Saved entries
********

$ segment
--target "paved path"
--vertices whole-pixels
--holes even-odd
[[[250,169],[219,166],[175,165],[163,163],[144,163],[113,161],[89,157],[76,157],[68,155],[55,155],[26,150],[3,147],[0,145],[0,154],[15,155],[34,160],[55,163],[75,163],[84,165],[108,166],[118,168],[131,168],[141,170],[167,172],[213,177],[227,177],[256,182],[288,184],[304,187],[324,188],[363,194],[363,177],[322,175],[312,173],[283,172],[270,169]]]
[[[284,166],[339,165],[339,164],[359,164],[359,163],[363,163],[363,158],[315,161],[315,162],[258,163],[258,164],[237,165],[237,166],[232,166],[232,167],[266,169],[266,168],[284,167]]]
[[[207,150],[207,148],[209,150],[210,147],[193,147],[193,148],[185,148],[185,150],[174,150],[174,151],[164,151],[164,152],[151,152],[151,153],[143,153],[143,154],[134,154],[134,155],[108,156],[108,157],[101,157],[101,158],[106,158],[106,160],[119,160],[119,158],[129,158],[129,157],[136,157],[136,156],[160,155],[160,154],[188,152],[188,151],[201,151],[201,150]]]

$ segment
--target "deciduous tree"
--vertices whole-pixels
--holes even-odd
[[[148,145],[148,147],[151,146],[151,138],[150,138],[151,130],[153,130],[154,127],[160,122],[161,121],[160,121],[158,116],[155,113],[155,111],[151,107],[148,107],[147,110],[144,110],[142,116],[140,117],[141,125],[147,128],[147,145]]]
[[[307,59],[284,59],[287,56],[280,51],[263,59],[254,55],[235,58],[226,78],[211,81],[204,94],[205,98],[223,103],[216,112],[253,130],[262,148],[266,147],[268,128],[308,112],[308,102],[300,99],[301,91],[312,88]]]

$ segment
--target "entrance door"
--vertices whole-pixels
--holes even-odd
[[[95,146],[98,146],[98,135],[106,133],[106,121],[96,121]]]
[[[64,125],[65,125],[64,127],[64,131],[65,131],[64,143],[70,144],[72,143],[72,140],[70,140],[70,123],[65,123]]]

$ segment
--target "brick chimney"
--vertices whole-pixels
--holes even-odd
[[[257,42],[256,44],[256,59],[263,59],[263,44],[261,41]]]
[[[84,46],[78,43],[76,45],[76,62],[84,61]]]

********

Short exercise: Reproduce the records word for word.

Expected output:
$ segment
--target "paved path"
--vertices whole-pixels
--holes even-odd
[[[250,169],[219,166],[175,165],[163,163],[144,163],[113,161],[89,157],[76,157],[68,155],[55,155],[26,150],[3,147],[0,145],[0,154],[15,155],[34,160],[55,163],[75,163],[84,165],[108,166],[118,168],[131,168],[141,170],[167,172],[213,177],[227,177],[256,182],[288,184],[304,187],[324,188],[363,194],[363,177],[322,175],[312,173],[283,172],[270,169]]]
[[[284,166],[339,165],[339,164],[359,164],[359,163],[363,163],[363,158],[315,161],[315,162],[258,163],[258,164],[237,165],[237,166],[232,166],[232,167],[266,169],[266,168],[284,167]]]
[[[207,150],[207,148],[209,150],[210,147],[193,147],[193,148],[185,148],[185,150],[174,150],[174,151],[164,151],[164,152],[151,152],[151,153],[143,153],[143,154],[134,154],[134,155],[108,156],[108,157],[101,157],[101,158],[106,158],[106,160],[119,160],[119,158],[129,158],[129,157],[136,157],[136,156],[160,155],[160,154],[188,152],[188,151],[201,151],[201,150]]]

$ segment
--target "deciduous tree"
--vertices whole-pixels
--holes even-odd
[[[148,145],[148,147],[151,146],[151,138],[150,138],[151,130],[153,130],[154,127],[160,122],[161,121],[160,121],[158,116],[155,113],[155,111],[151,107],[148,107],[147,110],[144,110],[142,116],[140,117],[141,125],[147,128],[147,145]]]
[[[307,59],[284,59],[287,56],[280,51],[263,59],[254,55],[235,58],[226,78],[211,81],[204,94],[205,98],[223,103],[216,112],[253,130],[262,148],[266,147],[268,128],[308,112],[308,102],[300,99],[301,91],[312,88]]]

$ segment
--target "entrance door"
--vertices whole-pixels
--holes even-odd
[[[95,146],[98,146],[98,135],[106,133],[106,121],[96,121]]]
[[[64,125],[65,125],[64,127],[64,131],[65,131],[64,143],[70,144],[72,143],[72,140],[70,140],[70,123],[65,123]]]

$ segment
--target "brick chimney"
--vertices whole-pixels
--holes even-odd
[[[257,42],[256,44],[256,59],[263,59],[263,44],[261,41]]]
[[[84,46],[78,43],[76,45],[76,62],[84,61]]]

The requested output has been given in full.